- Task directions
Please quote the listing below verbatim, omitting the pictures.

+++ Records shown +++

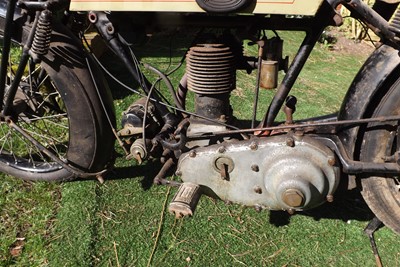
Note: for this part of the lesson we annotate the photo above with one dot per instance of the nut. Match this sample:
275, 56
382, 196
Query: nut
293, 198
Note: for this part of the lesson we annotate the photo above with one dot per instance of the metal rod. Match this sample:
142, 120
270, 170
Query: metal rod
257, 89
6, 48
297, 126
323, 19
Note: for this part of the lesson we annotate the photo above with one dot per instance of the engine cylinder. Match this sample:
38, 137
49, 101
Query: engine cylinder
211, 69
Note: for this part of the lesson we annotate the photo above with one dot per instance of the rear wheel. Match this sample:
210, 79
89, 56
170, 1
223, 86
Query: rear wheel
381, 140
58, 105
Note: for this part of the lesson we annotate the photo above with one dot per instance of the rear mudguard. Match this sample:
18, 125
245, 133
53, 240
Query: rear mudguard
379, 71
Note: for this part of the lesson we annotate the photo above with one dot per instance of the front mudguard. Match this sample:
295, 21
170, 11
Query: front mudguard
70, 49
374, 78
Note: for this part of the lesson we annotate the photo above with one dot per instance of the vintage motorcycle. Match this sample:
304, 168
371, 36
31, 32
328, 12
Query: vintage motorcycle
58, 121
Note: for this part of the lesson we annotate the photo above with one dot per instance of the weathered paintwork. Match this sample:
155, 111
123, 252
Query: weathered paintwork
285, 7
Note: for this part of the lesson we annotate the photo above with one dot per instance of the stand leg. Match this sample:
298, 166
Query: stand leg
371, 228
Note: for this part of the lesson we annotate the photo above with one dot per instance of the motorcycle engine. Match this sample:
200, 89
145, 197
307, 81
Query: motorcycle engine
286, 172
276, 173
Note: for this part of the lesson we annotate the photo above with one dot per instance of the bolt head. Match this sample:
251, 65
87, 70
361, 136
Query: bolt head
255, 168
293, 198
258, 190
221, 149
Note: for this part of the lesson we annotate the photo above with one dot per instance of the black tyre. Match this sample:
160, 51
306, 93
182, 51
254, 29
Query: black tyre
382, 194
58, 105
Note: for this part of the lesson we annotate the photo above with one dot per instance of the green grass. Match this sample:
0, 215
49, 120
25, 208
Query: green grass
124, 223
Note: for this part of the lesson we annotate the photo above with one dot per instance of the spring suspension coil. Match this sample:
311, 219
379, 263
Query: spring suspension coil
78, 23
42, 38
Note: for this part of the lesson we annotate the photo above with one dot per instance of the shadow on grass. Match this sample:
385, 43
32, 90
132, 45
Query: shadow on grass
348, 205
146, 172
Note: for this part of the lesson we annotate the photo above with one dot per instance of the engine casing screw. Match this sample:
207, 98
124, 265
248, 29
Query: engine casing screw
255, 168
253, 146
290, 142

+++

- Reply
Note: for this part of the lesson we annotate the photo above with one dot per instance of the nut. Match this sample:
275, 56
382, 196
Query: nut
293, 198
Note: for this part of the lesson we annotate the photo above with one dot per instance of the metal rod. Match this sample:
142, 120
270, 170
Query: metal rod
257, 89
6, 48
297, 126
323, 19
Note: for this part of the lesson we annotate the photo above with one dot per instance of the engine cylinder. Match this sample:
38, 137
49, 101
Query: engine cylinder
211, 69
Note: for this part of the lesson we annotate the photo above with one dot per instance of the rear wheel. Match this sample:
210, 79
89, 56
170, 1
223, 86
Query: rear wheel
381, 140
58, 105
Note: for this part of the lesson we annotate the photo above with one dot per instance of the rear mudguard. Match this sample:
18, 125
245, 133
53, 240
Query: rear mudguard
379, 71
Note: for this part of the lesson we annotate the photo above with one dot per instance of the front mudguard. Match this sample:
295, 21
170, 11
Query: front mudguard
70, 49
374, 78
Note: for this part of the lesson we annotate the photo above with one dot per instance of the vintage motorcycle. Match this sample:
304, 168
371, 36
31, 32
328, 12
Query: vintage motorcycle
58, 121
Note: for this part of the lesson we annotate the photo above with one dot per instance of the weathered paintwork. Match this sample:
155, 111
123, 252
Query: weathered paintwork
285, 7
Note: for this part of the lesson we annotate the photo above with one dot per instance of the stand leg. Match this sample:
298, 166
Query: stand leg
371, 228
Note: for this part of the lesson we annotate the photo above with one dot per instance of the motorcycle engine. Match this sample:
200, 89
145, 197
307, 81
Query: motorcycle engine
286, 172
276, 173
Note: for this part of the lesson we annotate the photo above with one dot per instance of the bolt head. Match this sample:
251, 65
87, 70
361, 136
Query: bolt head
255, 168
293, 198
258, 190
221, 149
Note: for this part of the lesson we annotate the photo above with one dot per instance of the black tyre. Match this sample:
160, 51
306, 93
182, 51
254, 29
Query: black tyre
382, 194
58, 105
Note: for this part of the lesson we annotate the photo above with one dot per instance of the green grass. Match this sample:
0, 215
49, 120
25, 208
Query: green grass
124, 223
Note: for this part of the lesson we annotate the photo above with one dot per instance of the spring suspension coil. Match this sample:
311, 219
379, 263
Query: spring suspension coil
78, 23
42, 38
Note: for this part of the lesson we annotate the photo above with one dot per instance of the shadow on grass. Match this sample:
385, 43
32, 90
132, 45
Query: shadow on grass
348, 205
146, 172
Note: for this part of the lesson we annotate the photo above with one dot per instance of the engine casing screw. Match this sample:
207, 98
124, 265
248, 29
Query: engine casing screw
255, 168
253, 146
290, 142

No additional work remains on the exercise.